(Records from a dataset)
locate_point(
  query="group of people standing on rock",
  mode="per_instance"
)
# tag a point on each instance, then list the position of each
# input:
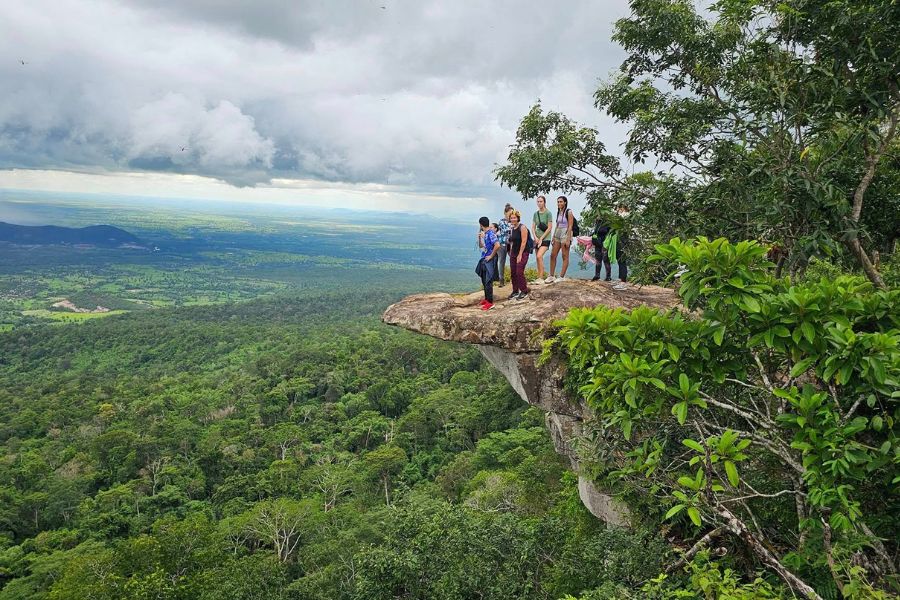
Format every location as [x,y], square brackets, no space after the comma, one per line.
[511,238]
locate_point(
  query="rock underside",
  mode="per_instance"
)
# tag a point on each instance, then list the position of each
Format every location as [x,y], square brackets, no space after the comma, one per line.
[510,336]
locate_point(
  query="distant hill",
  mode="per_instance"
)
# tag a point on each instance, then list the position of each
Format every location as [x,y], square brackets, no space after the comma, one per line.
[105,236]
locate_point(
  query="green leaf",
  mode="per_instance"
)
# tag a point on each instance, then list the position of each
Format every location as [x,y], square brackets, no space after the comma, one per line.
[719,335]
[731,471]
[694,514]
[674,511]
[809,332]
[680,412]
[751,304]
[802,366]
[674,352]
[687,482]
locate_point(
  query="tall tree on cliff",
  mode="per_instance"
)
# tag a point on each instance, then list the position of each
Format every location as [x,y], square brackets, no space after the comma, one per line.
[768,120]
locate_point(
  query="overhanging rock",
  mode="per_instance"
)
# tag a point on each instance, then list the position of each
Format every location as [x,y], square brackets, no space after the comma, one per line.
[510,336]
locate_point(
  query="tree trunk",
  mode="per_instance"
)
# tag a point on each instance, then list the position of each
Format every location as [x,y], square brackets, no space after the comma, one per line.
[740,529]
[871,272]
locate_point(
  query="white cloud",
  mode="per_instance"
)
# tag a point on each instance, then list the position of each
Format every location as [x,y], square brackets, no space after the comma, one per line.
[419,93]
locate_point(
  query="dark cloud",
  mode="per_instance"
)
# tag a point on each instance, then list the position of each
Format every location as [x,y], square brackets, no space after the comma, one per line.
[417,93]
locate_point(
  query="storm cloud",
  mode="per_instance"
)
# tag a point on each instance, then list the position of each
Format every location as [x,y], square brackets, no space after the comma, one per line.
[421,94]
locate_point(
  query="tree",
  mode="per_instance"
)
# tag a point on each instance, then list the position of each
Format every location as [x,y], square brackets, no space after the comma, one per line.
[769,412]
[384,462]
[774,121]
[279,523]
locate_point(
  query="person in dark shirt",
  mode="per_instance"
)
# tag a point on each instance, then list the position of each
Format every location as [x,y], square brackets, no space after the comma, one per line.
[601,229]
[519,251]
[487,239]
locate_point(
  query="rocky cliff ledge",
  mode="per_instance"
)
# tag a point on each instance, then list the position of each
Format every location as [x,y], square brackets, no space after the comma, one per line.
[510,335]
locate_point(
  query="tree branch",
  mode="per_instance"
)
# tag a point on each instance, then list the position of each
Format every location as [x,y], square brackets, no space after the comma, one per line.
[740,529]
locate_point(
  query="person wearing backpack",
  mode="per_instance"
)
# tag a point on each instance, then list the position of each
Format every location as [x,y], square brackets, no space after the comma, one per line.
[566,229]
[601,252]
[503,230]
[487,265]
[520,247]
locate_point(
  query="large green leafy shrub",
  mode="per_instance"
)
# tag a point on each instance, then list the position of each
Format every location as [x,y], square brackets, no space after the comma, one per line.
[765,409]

> _Exercise task_
Pull out each line of the material that contains the word "dark", and list those lines.

> _Task response_
  query="dark cloud",
  query="person in dark shirt",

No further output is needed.